## Document excerpt
Passé | & the Passage of Time ⏳
10 July 2001 💜
#memoriesfromdiaries
Those were the days when terms like ‘browsing’ or ‘emails’ were very new and exciting for all of us!
Definition of Passé |
We had to spend Rs. 45 for an hour’s browsing, at some Sify or Dishnet browsing outlets!
On this particular day, after classes got over, (all eager and excited at having ‘explored’ the basics of browsing and ‘searching’ just the previous day), I set out delighted, to teach the basics of browsing for my classmate Sakthi as well!
10 July 2001 |
Those were also the heydays of Yahoo!
Days when Yahoo was literally all over the World Wide Web!
Be it your Yahoo Chat, or Yahoo Messenger, or Yahoo Q & A, or Yahoo Mail, or Yahoo Search Engine (Yahoo Search), it was Yahoo all the way - of the likes of Google - today!
And there was an equally excited mad rush to create email ids for ourselves [using the Yahoo domain], those email ids you created - more out of curiosity rather than as a necessity! 😄
I had just created a mail id on yahoo the previous day with my friend Wesley! So on this day, I took Sakthivel with me to ‘explain’ what browsing is all about, and also helped him create an email id!
Please don’t ask me for his password. Only thing I can divulge is that, his favourite pet dog’s name is Walsh! Avlo than! 😋
Well, he loved Courtney Walsh – the Jamaican fast bowler a lot! Being a cricketer himself, (and a fast bowler too) his style was mostly of the Walsh type! Suchmuch was his admiration for Walsh!
After helping my buddy with the nuances of browsing, we proceeded to the Railway Junction, to buy a copy of the Railway Time Table Book which cost Rs. 20/-, [yet another Book that has become quite redundant and anachronistic, today!]
These two entries from twenty years ago, quite prompted me to have a look into literary parallels of the anachronistic type, drawn from two novels!
Both novels were published in the year 2002!
The first one is Rohinton Mistry’s Family Matters, and the second one is Hari Kunzru’s The Impressionist!
Now please allow me to take you, dear reader, to the first page of Rohinton Mistry's third novel titled, Family Matters 📖 -
It opens this way –
A SPLASH OF LIGHT from the late-afternoon sun lingered at the foot of Nariman’s bed as he ended his nap and looked towards the clock.
It was almost six.
He glanced down where the warm patch had lured his toes.
Knurled and twisted, rendered birdlike by age, they luxuriated in the sun’s comfort.
His eyes fell shut again.
By and by, the scrap of sunshine drifted from his feet, and he felt a vague pang of abandonment.

## Stored data
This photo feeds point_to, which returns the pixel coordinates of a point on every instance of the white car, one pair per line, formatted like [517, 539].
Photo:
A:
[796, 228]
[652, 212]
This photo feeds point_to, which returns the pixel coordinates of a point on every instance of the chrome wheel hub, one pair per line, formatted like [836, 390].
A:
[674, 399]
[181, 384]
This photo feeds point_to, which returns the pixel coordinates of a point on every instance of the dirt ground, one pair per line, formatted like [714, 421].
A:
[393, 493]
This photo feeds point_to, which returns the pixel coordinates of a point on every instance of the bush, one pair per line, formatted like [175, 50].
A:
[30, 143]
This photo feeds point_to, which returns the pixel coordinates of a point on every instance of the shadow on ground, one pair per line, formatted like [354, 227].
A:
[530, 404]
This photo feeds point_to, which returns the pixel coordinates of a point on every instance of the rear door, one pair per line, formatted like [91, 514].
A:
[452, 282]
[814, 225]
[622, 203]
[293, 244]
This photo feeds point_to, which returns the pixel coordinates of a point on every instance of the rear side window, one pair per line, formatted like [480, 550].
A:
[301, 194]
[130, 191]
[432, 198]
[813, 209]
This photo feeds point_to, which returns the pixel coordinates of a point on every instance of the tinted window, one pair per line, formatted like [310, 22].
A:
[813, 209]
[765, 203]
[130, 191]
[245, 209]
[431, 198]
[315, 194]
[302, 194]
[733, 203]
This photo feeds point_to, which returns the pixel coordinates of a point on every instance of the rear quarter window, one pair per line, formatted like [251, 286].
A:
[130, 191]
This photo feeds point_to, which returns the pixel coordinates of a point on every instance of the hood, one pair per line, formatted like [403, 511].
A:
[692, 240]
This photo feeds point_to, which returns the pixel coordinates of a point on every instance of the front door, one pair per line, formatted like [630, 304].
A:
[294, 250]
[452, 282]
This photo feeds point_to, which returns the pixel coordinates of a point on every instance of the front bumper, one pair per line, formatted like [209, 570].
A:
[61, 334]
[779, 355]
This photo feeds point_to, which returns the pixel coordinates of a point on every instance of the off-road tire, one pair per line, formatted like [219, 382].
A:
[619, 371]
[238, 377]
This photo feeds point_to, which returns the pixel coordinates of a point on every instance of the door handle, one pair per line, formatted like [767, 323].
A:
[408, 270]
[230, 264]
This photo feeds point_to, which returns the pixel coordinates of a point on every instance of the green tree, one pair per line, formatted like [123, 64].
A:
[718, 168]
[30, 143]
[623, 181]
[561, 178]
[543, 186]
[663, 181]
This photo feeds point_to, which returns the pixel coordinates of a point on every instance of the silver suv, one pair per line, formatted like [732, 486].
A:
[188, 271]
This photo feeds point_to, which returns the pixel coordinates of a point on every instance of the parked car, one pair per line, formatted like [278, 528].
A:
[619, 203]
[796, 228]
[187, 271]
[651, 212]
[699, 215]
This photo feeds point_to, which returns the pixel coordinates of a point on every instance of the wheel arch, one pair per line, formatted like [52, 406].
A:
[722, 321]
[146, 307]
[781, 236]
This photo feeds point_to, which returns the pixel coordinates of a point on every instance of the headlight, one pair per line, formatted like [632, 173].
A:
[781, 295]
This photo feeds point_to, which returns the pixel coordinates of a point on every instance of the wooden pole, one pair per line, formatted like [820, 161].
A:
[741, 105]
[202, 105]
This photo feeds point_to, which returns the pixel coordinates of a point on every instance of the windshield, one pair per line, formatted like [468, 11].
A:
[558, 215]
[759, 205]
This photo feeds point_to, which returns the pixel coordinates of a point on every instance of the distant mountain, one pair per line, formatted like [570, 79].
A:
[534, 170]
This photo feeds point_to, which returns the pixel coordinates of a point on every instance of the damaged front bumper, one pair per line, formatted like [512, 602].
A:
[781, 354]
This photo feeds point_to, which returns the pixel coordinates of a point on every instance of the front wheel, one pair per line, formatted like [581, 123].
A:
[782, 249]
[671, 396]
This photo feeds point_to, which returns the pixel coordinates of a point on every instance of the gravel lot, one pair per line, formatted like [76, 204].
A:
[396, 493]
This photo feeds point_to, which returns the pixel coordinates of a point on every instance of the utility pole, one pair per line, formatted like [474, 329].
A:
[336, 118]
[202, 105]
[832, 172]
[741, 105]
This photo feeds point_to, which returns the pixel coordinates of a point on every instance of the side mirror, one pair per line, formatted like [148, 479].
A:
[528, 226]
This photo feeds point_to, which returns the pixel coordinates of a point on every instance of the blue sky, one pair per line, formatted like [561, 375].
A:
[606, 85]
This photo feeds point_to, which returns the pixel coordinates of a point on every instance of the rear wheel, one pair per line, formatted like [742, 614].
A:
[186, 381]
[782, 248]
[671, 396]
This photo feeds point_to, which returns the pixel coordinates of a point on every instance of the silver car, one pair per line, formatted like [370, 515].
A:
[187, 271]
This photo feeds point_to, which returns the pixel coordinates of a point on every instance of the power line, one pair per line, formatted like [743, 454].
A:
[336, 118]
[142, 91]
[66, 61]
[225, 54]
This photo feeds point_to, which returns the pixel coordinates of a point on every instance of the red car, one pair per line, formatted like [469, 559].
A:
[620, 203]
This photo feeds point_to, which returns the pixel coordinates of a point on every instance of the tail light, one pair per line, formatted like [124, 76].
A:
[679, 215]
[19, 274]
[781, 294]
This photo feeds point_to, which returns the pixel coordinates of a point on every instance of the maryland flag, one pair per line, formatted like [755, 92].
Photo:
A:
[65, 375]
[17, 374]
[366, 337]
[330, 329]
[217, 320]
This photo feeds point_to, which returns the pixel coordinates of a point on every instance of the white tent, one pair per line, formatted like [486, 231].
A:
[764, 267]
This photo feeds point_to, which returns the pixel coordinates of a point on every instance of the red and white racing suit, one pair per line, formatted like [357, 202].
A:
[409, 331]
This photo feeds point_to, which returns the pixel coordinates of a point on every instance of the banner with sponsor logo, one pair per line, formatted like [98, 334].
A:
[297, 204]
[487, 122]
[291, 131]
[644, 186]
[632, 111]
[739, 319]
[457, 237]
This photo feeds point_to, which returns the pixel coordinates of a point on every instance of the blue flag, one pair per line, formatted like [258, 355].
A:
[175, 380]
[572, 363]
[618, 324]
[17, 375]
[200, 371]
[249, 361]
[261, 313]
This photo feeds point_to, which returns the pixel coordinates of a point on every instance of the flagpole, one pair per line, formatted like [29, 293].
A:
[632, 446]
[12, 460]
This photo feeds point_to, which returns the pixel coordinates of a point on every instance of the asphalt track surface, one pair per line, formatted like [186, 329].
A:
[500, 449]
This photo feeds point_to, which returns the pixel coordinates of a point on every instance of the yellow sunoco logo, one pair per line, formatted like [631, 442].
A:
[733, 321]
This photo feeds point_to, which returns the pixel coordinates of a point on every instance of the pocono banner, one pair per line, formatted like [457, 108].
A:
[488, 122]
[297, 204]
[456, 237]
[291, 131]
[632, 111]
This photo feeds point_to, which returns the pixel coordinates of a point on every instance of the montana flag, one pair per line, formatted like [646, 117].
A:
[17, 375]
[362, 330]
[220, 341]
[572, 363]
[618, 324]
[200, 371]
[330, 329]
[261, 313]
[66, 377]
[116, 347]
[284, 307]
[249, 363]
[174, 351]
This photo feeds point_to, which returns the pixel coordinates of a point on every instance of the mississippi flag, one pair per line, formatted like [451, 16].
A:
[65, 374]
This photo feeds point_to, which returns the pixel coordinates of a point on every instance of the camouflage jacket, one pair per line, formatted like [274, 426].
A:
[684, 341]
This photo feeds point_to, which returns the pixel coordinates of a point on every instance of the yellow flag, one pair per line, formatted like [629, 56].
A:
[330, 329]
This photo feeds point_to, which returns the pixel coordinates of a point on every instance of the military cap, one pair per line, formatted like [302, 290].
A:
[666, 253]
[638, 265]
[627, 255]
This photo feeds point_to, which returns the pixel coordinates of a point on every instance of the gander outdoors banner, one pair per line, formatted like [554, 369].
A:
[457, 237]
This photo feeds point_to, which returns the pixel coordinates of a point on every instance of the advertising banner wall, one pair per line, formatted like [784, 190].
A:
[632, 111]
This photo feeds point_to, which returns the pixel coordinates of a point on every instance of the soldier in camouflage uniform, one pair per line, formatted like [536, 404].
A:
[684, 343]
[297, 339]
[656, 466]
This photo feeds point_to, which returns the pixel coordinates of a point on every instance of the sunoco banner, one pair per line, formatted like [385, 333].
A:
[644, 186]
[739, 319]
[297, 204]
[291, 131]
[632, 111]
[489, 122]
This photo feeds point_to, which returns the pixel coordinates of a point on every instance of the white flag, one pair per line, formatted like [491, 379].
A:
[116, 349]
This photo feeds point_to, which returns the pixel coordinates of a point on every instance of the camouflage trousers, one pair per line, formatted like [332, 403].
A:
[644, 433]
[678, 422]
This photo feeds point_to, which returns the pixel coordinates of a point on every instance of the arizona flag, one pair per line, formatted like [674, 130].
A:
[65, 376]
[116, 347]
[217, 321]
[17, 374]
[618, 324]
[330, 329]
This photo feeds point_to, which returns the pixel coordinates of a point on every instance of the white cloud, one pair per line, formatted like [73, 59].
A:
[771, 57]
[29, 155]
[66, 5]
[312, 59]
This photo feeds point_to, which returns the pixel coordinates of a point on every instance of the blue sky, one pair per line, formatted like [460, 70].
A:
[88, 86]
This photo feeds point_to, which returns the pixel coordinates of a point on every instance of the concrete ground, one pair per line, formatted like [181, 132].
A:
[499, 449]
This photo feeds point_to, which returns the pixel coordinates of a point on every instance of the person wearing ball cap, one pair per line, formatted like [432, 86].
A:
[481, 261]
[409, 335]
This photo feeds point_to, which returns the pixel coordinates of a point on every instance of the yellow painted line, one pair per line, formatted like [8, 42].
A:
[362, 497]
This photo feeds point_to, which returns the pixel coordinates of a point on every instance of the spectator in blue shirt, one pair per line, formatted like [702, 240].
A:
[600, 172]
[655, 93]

## Instructions for the task
Continue the "Passé & the Passage of Time" post, starting right after its last sentence.

## Exercise output
He looked at the clock again: gone past six now.
With some difficulty he rose to prepare for his evening walk.
In the bathroom, while he slapped cold water on his face and gargled, he heard his stepson and stepdaughter over the sound of the tap.
“Please don’t go, Pappa, we beseech you,” said Jal through the door, then grimaced and adjusted his hearing aid, for the words had echoed deafeningly in his own ear.
Our focus of attention is on the word, ‘beseech’!
How come the word ‘beseech’, which is an archaic word for ‘request’, is used by Mistry here? And what purpose does it serve here?
The word ‘beseech’ here becomes an anachronism, which has been used for a very specific ‘literary’ feel to it!
Like unto the word ‘beseech’ which feels anachronistic in Jal’s request to his father, the old Nariman also feels in like fashion – out of place – and out of time!
In short, he feels like an anachronism!
Here, the word beseech doubles up as a literary device - a ഉപകരണം – a युक्ति – or a உபாயம் that enhances the ‘literary feel’ of the text!
Mistry’s tale, filled with misery and mystery, makes clever use of such ‘devices’ to enhance the literary appeal of his texts!
Gerard Genette calls them “narrative anachronies!”
Added, such use of anachronisms are also part of postmodern narrative strategies!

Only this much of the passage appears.